The answer must consist of every record below, transcribed exactly.

____ TASK DATA

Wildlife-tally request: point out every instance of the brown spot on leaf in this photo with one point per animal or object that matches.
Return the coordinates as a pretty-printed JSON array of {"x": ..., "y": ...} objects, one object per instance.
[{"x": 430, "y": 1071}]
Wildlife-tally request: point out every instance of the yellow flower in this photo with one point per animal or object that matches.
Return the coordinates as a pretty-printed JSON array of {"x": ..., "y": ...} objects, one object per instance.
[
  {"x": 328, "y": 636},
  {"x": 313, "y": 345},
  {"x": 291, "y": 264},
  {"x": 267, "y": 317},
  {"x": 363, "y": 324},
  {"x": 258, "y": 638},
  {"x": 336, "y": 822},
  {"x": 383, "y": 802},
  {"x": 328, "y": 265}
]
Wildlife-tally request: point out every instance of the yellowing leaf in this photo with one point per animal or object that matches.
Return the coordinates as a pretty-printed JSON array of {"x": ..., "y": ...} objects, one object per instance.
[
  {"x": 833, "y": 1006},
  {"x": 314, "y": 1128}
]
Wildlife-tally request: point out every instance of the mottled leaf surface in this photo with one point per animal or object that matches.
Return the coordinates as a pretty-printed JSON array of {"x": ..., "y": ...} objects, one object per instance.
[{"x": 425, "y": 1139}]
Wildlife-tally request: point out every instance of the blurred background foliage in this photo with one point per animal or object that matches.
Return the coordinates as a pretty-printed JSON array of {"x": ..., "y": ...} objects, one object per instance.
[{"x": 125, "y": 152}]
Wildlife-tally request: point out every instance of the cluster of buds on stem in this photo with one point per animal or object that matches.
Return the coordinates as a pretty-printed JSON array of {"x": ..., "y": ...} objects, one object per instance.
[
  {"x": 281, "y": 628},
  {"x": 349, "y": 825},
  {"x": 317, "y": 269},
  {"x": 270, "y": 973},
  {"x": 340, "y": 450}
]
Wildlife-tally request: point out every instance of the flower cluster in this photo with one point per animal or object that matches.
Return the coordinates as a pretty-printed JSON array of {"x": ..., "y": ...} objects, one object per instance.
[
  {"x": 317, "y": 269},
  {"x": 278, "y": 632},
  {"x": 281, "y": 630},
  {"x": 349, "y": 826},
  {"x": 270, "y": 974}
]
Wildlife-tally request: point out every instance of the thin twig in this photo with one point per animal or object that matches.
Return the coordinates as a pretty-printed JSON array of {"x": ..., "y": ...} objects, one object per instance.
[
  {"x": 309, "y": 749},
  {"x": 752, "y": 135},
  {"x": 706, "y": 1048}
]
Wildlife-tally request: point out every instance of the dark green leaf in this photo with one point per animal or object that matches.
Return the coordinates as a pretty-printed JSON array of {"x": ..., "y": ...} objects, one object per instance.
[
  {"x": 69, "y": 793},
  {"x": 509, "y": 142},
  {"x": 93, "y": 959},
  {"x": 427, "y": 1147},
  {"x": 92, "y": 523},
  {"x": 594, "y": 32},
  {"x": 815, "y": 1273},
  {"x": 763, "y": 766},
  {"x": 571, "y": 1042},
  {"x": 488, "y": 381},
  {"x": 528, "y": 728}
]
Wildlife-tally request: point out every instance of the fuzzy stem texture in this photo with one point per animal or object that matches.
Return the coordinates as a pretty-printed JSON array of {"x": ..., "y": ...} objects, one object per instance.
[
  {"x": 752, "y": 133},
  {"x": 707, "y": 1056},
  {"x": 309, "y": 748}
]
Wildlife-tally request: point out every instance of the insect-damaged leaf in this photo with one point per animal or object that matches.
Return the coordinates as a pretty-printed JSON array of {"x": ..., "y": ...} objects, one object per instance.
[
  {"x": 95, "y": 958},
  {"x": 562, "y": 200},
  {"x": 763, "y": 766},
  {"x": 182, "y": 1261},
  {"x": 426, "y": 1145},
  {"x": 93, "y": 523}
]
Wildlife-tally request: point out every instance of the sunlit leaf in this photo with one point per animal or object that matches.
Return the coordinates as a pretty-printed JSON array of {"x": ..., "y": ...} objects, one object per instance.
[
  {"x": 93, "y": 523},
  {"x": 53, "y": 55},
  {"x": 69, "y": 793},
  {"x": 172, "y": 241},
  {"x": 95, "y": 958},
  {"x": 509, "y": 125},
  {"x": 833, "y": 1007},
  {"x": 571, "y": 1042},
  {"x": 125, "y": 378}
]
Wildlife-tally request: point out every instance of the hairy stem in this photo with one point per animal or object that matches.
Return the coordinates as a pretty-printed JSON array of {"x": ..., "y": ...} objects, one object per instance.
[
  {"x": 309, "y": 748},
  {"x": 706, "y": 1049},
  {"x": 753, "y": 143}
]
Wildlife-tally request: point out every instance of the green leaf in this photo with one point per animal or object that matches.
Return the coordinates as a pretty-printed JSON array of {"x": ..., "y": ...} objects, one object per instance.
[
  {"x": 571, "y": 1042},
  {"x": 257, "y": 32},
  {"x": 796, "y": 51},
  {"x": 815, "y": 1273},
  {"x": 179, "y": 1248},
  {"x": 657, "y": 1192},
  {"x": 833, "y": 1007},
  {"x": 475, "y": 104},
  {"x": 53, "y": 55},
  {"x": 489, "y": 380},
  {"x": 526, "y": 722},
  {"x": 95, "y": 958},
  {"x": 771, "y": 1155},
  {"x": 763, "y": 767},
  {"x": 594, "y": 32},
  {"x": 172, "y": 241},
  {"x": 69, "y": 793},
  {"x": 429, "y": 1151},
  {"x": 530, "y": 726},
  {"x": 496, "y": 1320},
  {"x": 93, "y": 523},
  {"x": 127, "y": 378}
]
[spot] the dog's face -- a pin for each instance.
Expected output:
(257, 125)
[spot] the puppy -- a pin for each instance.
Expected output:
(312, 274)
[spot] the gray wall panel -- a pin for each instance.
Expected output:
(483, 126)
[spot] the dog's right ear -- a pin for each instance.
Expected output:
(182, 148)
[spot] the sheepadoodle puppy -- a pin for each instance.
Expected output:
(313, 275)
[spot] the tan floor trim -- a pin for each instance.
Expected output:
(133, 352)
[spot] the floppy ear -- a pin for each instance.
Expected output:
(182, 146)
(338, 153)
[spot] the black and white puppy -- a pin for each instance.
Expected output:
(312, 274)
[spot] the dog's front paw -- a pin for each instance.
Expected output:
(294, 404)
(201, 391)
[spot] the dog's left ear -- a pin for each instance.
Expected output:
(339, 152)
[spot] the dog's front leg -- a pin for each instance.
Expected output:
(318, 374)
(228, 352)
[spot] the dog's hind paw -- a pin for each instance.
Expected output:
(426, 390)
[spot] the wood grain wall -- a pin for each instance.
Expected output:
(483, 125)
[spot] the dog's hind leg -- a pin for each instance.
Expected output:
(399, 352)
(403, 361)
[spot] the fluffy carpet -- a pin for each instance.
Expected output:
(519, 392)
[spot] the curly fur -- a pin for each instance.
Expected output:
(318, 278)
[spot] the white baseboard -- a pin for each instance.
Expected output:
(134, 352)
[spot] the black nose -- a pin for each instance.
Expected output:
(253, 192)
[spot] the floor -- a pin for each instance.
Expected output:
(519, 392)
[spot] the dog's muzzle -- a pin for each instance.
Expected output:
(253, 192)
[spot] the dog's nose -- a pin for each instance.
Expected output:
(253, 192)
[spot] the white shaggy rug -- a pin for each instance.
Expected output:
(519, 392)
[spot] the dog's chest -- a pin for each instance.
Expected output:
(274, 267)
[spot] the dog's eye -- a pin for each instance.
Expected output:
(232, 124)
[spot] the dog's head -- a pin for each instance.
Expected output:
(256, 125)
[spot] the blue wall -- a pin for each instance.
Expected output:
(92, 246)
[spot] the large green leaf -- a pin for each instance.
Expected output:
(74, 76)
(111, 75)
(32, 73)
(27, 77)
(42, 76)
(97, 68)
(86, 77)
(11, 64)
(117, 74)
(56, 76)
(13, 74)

________

- [SOLUTION TO THIS TASK]:
Wildlife-tally request: point out every instance of the brown spot on leaf in this photo with one point per animal or object that matches.
Return the coordinates as a pretty-printed JSON array of {"x": ..., "y": ...} objects, one object per instance.
[{"x": 430, "y": 1071}]
Wildlife-tally request: point out every instance of the yellow flower in this photo with one point per animal or object that matches.
Return the coordinates as a pretty-printed JSON array of {"x": ..., "y": ...} objects, one object per instance.
[
  {"x": 328, "y": 636},
  {"x": 313, "y": 345},
  {"x": 291, "y": 264},
  {"x": 267, "y": 317},
  {"x": 363, "y": 324},
  {"x": 258, "y": 638},
  {"x": 336, "y": 822},
  {"x": 383, "y": 802},
  {"x": 328, "y": 265}
]
Wildlife-tally request: point out every instance of the yellowing leaf in this photo with one point per animal or object that matches.
Return the coordinates as a pretty-printed JSON array of {"x": ..., "y": ...} objects, one object per instance.
[
  {"x": 833, "y": 1006},
  {"x": 314, "y": 1128}
]
Wildlife-tally request: point out every instance of the mottled leaf surface in this photo with one point per animal or object that matches.
Return the coordinates as a pretty-printed JSON array of {"x": ..., "y": ...} objects, one object per instance.
[{"x": 425, "y": 1139}]
Wildlife-tally request: point out every instance of the blurred background foliage in this photo with one point per animal or object that matches.
Return the coordinates as a pretty-printed JSON array of {"x": ..., "y": ...} objects, one object per instance.
[{"x": 125, "y": 152}]
Wildlife-tally request: point out every instance of the cluster of buds on stem in this photo with one point per animal or object that matches.
Return the coordinates as a pretty-printed JSON array of {"x": ..., "y": ...} objects, one object per instance.
[
  {"x": 281, "y": 628},
  {"x": 349, "y": 825},
  {"x": 317, "y": 269},
  {"x": 270, "y": 973},
  {"x": 340, "y": 450}
]
Wildlife-tally request: point out every instance of the flower cluster in this photo with one point per animal or object that matches.
Return the coordinates as a pretty-printed JSON array of {"x": ..., "y": ...} objects, one object per instance.
[
  {"x": 317, "y": 269},
  {"x": 278, "y": 632},
  {"x": 281, "y": 630},
  {"x": 349, "y": 826},
  {"x": 270, "y": 974}
]
Wildlife-tally request: point out every instance of the thin twig in this photo with one point per animal or object that matches.
Return the coordinates as a pretty-printed JSON array of {"x": ..., "y": ...} objects, one object per instance.
[
  {"x": 309, "y": 749},
  {"x": 752, "y": 135},
  {"x": 706, "y": 1048}
]
Wildlife-tally request: point out every instance of the dark green leaf in this photo with one point per animal or object that matches.
Return the coordinates as a pretty-printed JSON array of {"x": ..., "y": ...} objects, one object per instance.
[
  {"x": 69, "y": 793},
  {"x": 509, "y": 142},
  {"x": 93, "y": 959},
  {"x": 427, "y": 1147},
  {"x": 92, "y": 523},
  {"x": 594, "y": 32},
  {"x": 815, "y": 1273},
  {"x": 763, "y": 766},
  {"x": 571, "y": 1042},
  {"x": 488, "y": 381},
  {"x": 528, "y": 728}
]
Wildlife-tally request: point out every instance of the fuzzy stem texture in this photo with one point per animal or object that matches.
Return the coordinates as a pretty-printed JSON array of {"x": ..., "y": ...} objects, one object per instance.
[
  {"x": 752, "y": 133},
  {"x": 707, "y": 1056},
  {"x": 309, "y": 748}
]
Wildlife-tally request: point out every instance of the insect-damaged leaf in this photo with one point per animal or object that matches.
Return the coordinates as a pretty-printed JSON array of {"x": ..., "y": ...} objects, one object per instance.
[
  {"x": 95, "y": 958},
  {"x": 562, "y": 200},
  {"x": 763, "y": 766},
  {"x": 182, "y": 1261},
  {"x": 426, "y": 1145},
  {"x": 93, "y": 523}
]
Wildlife-tally request: point out every instance of the sunlit leaf in this photo with one point per animal or object that matches.
Return the coordinates as a pretty-printed JSON array of {"x": ..., "y": ...} objects, one object per instance.
[
  {"x": 93, "y": 523},
  {"x": 53, "y": 55},
  {"x": 69, "y": 793},
  {"x": 172, "y": 241},
  {"x": 95, "y": 958},
  {"x": 509, "y": 125},
  {"x": 833, "y": 1007},
  {"x": 571, "y": 1042},
  {"x": 125, "y": 378}
]
Wildlife-tally request: point out every instance of the hairy stem in this photo with one point per animal or object that matches.
Return the coordinates as a pretty-printed JSON array of {"x": ..., "y": ...} objects, one object per instance.
[
  {"x": 309, "y": 748},
  {"x": 706, "y": 1049},
  {"x": 753, "y": 143}
]
Wildlife-tally request: point out every instance of the green leaf in this photo with one point per animal or object that matches.
Return the coordinates as a pretty-printed JSON array of {"x": ..., "y": ...} objects, one object per instance.
[
  {"x": 571, "y": 1042},
  {"x": 257, "y": 32},
  {"x": 796, "y": 51},
  {"x": 815, "y": 1273},
  {"x": 179, "y": 1248},
  {"x": 657, "y": 1192},
  {"x": 833, "y": 1007},
  {"x": 475, "y": 104},
  {"x": 53, "y": 55},
  {"x": 489, "y": 380},
  {"x": 526, "y": 722},
  {"x": 95, "y": 958},
  {"x": 771, "y": 1155},
  {"x": 763, "y": 767},
  {"x": 594, "y": 32},
  {"x": 172, "y": 241},
  {"x": 69, "y": 793},
  {"x": 429, "y": 1151},
  {"x": 530, "y": 726},
  {"x": 496, "y": 1320},
  {"x": 93, "y": 523},
  {"x": 127, "y": 378}
]
[spot] the dog's face -- a pin for each instance.
Expected output:
(257, 125)
[spot] the puppy -- a pin for each instance.
Expected output:
(312, 274)
[spot] the gray wall panel -- a pin for each instance.
Expected output:
(483, 126)
[spot] the dog's right ear -- a pin for each instance.
Expected output:
(182, 148)
[spot] the sheepadoodle puppy -- a pin for each instance.
Expected output:
(313, 275)
[spot] the tan floor trim -- a pin for each instance.
Expected output:
(133, 352)
[spot] the floppy ear -- a pin for each instance.
Expected output:
(182, 146)
(338, 153)
[spot] the black and white puppy -- a pin for each instance.
Expected output:
(312, 274)
[spot] the dog's front paw -- a pin for each instance.
Expected output:
(294, 404)
(201, 391)
[spot] the dog's left ear -- a pin for each instance.
Expected output:
(339, 152)
[spot] the dog's front leg -- a pin for each instance.
Expected output:
(318, 374)
(228, 352)
[spot] the dog's hind paw -- a pin for each instance.
Expected output:
(426, 390)
[spot] the wood grain wall -- a pin for each instance.
Expected output:
(483, 125)
[spot] the dog's hind leg -- a pin for each instance.
Expected output:
(399, 352)
(403, 361)
[spot] the fluffy carpet -- a pin for each instance.
Expected output:
(519, 392)
[spot] the curly fur -- a pin for each instance.
Expected output:
(318, 278)
[spot] the white baseboard -- a pin for each instance.
Expected output:
(134, 352)
[spot] the black nose -- a pin for each instance.
Expected output:
(253, 192)
[spot] the floor -- a pin for each instance.
Expected output:
(519, 392)
[spot] the dog's muzzle -- a pin for each instance.
Expected output:
(253, 192)
[spot] the dog's nose -- a pin for each instance.
Expected output:
(253, 192)
[spot] the white shaggy rug -- a pin for each instance.
Expected output:
(519, 392)
[spot] the dog's chest -- a pin for each instance.
Expected output:
(274, 267)
[spot] the dog's eye -- a pin for each instance.
Expected output:
(232, 124)
[spot] the dog's head -- a pin for each instance.
Expected output:
(256, 125)
[spot] the blue wall -- a pin for each instance.
Expected output:
(92, 246)
[spot] the large green leaf -- a pin for each instance.
Expected output:
(74, 76)
(111, 75)
(32, 73)
(27, 77)
(42, 76)
(97, 68)
(86, 77)
(11, 64)
(117, 74)
(56, 76)
(13, 74)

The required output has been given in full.